** Problem to solve **
Please rewrite every line below from the line with "Expected: for the front door" up to and including the last line, keeping each line as it is except that every coordinate is offset by 15.

===== Provided records

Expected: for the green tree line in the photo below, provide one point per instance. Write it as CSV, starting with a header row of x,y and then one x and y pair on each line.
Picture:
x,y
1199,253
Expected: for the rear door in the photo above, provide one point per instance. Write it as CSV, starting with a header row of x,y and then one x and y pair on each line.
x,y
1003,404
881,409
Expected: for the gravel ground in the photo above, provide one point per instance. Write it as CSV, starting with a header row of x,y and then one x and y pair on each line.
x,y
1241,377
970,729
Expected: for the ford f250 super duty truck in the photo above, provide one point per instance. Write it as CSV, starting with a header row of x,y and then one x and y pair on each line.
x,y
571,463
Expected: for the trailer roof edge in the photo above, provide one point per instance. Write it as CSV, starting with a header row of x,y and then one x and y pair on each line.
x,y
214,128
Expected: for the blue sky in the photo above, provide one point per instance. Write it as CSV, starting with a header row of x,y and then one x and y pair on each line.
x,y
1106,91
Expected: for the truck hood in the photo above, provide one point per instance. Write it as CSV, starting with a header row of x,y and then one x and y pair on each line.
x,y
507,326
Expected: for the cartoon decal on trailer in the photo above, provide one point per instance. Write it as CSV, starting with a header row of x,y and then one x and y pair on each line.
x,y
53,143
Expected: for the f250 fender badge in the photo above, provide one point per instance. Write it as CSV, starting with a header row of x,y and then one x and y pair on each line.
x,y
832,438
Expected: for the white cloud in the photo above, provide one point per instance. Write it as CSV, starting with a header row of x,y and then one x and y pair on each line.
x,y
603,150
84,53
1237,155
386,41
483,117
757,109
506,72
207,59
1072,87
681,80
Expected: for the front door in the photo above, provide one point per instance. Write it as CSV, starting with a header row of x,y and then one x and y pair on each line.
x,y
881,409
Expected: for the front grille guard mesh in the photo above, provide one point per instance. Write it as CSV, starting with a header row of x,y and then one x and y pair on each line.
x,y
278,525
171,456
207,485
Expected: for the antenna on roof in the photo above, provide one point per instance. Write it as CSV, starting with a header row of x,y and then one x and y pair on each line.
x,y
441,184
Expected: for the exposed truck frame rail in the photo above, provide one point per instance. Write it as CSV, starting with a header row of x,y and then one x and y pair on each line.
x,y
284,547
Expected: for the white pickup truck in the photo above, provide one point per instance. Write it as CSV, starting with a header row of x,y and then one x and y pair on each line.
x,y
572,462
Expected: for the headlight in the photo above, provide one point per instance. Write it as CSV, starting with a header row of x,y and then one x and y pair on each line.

==========

** Task answer **
Expected: for the front door in the photo above, provide one point per instance. Write it as CSV, starting with a header row of x,y and then one x and y pair on each line.
x,y
896,424
Expected: for the front grille guard mesh in the photo above, provide one point per instance. Write it as CSV, starting with a header row of x,y and then one x and y pair on each line.
x,y
293,540
186,471
222,500
Expected: for the antenna on roof in the photo above, provide one point per instance. Write it as CSV, starting with a header row of x,y and then one x and y pair on each line.
x,y
456,199
Expected: for the exposed truck frame rail in the photo above, provide one point per instance. Write it as CSV, starting with a header row of x,y and then one x and y pair on each line.
x,y
299,562
Expected: for the white pickup truck in the photo above, provide one point per instance. Write it as CSV, starting with a header row of x,y and then one x and y pair on each line.
x,y
587,477
Expected: for the headlight in the photo above, provide one point per instance. Write it as CSV, starting with a header row of x,y and then one x and y pair on each line.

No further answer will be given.